- TRECHO DO DOCUMENTO -
A América Latina não ficou à margem da crise mundial, como o evidenciaram as recessões de 2008 e 2009; seus governos (México, Brasil, Peru) tiveram que ser resgatados por créditos de emergência da Reserva Federal (Banco Central dos EUA), ou pelo Banco Central da China (no caso da Argentina). A crise acentuou o regime de monoprodução e o retrocesso relativo da industrialização dependente do capital internacional, tanto financeira como tecnologicamente. Produziu-se uma "abertura" unilateral maior ao mercado mundial, baseada em exportações de minerais e cereais, e um retrocesso relativo do mercado interno. As burguesias nacionais desperdiçaram as possibilidades que lhes oferecia a crise mundial para desenvolver as forças produtivas internas, pela simples razão de que para isso teriam que nacionalizar os bancos e o comércio exterior. A crise mundial fez o Mercosul retroceder; a política monetária ficou condicionada pela ação da Reserva Federal dos EUA. Nos últimos meses, o desenvolvimento da crise na China ameaça com um aumento das alíquotas de exportação; e para os países importadores, gerou-se uma crise alimentar fenomenal com uma sequência de levantamentos populares.


Os altos preços das commodities foram usados para encapsular a miséria social com planos de assistencialismo, e para a acumulação parasitária de reservas internacionais, funcionais à especulação internacional. A assistência social é apresentada como um método de distribuição de renda, quando na realidade, consolida um exército de desocupados crônicos, sem perspectivas, que pressiona, simultaneamente, para uma baixa dos salários reais e provoca, por outro lado, uma maior diferenciação social no seio das massas populares. Os governos nacionalistas tem se valido destes planos assistenciais para opor a massa sem trabalho à classe operária. O operário da indústria é apresentado pelo nacionalismo como "uma aristocracia", deste modo, justifica a "redistribuição de renda" do operário industrial para a massa sem emprego, mediante impostos ao consumo e confiscação das aposentadorias. Esta "nivelação por baixo" tem sido largamente promovida pelo Banco Mundial, as ONGs e os capitalistas da filantropia. Também é um método de controle social pelos Estados e suas agências sobre as massas mais golpeadas pela crise capitalista.


Em vez de uma acumulação de recursos produtivos, as nações latino-americanas estão experimentando a maior fuga de capitais da sua história. No caso da Venezuela, cuja atividade produtiva fundamental, o petróleo, encontra-se formalmente nacionalizada, registra-se uma crise de custos e de endividamento sem antecedentes da PDVSA, que depende cada vez mais dos acordos de participação com os monopólios internacionais na exploração da Bacia do Orinoco. Após doze anos de experiência bolivariana, a estrutura de classes da Venezuela não mudou, nem sua economia rentista. As nacionalizações das empresas não provocaram um desenvolvimento das forças produtivas, mas um retrocesso.

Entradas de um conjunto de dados
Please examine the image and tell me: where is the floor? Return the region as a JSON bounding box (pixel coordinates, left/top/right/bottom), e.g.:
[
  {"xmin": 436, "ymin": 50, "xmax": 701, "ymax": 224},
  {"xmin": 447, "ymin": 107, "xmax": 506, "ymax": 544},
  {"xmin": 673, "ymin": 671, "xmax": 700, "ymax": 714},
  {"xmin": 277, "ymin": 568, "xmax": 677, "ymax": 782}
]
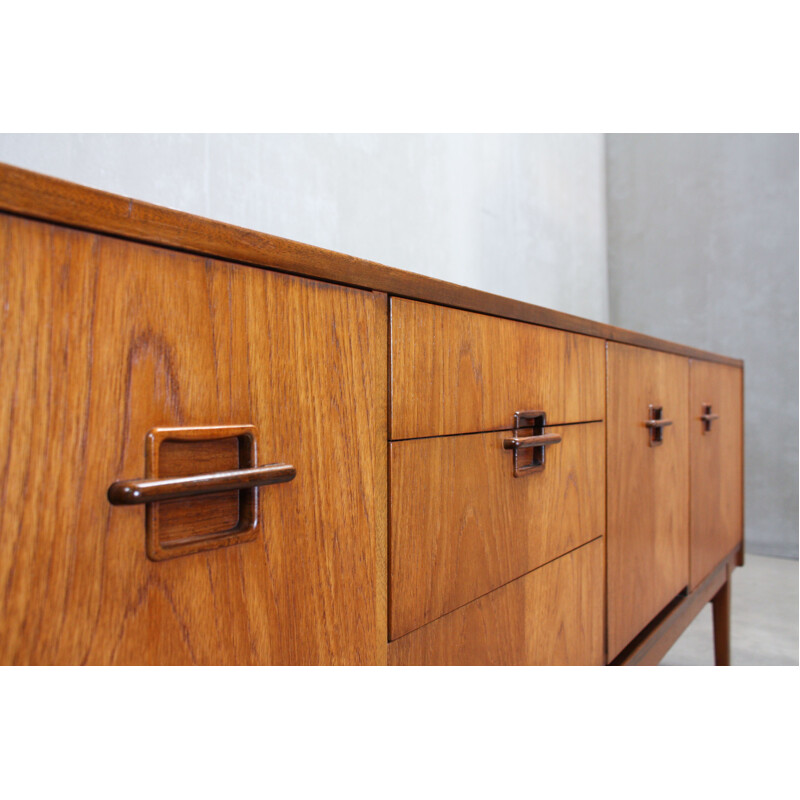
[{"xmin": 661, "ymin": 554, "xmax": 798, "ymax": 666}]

...

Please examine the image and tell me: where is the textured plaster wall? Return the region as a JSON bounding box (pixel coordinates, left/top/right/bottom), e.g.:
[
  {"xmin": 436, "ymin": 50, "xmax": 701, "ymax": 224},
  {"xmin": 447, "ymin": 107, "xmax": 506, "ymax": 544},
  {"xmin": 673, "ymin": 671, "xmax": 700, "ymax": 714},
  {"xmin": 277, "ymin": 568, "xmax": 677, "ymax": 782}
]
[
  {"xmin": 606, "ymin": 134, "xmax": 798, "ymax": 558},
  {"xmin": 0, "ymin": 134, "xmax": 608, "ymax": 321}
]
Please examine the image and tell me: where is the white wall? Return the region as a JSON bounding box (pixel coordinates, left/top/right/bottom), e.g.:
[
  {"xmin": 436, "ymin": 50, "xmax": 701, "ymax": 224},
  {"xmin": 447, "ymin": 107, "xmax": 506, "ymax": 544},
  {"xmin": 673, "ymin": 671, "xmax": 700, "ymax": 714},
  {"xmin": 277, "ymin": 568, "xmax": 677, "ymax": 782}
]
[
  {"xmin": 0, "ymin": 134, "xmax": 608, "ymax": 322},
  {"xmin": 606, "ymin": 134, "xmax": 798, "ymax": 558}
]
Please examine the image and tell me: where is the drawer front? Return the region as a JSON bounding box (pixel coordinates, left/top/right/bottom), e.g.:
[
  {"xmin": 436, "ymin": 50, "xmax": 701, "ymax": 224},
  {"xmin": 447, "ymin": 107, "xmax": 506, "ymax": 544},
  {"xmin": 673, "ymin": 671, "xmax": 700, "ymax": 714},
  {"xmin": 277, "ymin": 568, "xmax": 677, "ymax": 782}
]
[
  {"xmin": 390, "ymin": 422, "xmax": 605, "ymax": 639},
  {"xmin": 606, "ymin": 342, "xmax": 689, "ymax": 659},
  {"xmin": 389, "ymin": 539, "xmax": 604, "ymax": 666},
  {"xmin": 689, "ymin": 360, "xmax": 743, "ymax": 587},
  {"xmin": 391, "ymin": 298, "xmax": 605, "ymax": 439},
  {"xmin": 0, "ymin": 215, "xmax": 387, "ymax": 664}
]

- O QUE FAZER -
A – Liste todos os países citados no texto sobre a crise na América Latina.
B – Identifique nos registros cada linha que contém a palavra "wall" e copie-a por inteiro, diferenciando maiúsculas de minúsculas.
O texto e os registros não têm relação entre si.

- RESPOSTAS -
A – México, Brasil, Peru, EUA, China, Argentina, Venezuela

B –
Please examine the image and tell me: where is the textured plaster wall? Return the region as a JSON bounding box (pixel coordinates, left/top/right/bottom), e.g.:
Please examine the image and tell me: where is the white wall? Return the region as a JSON bounding box (pixel coordinates, left/top/right/bottom), e.g.:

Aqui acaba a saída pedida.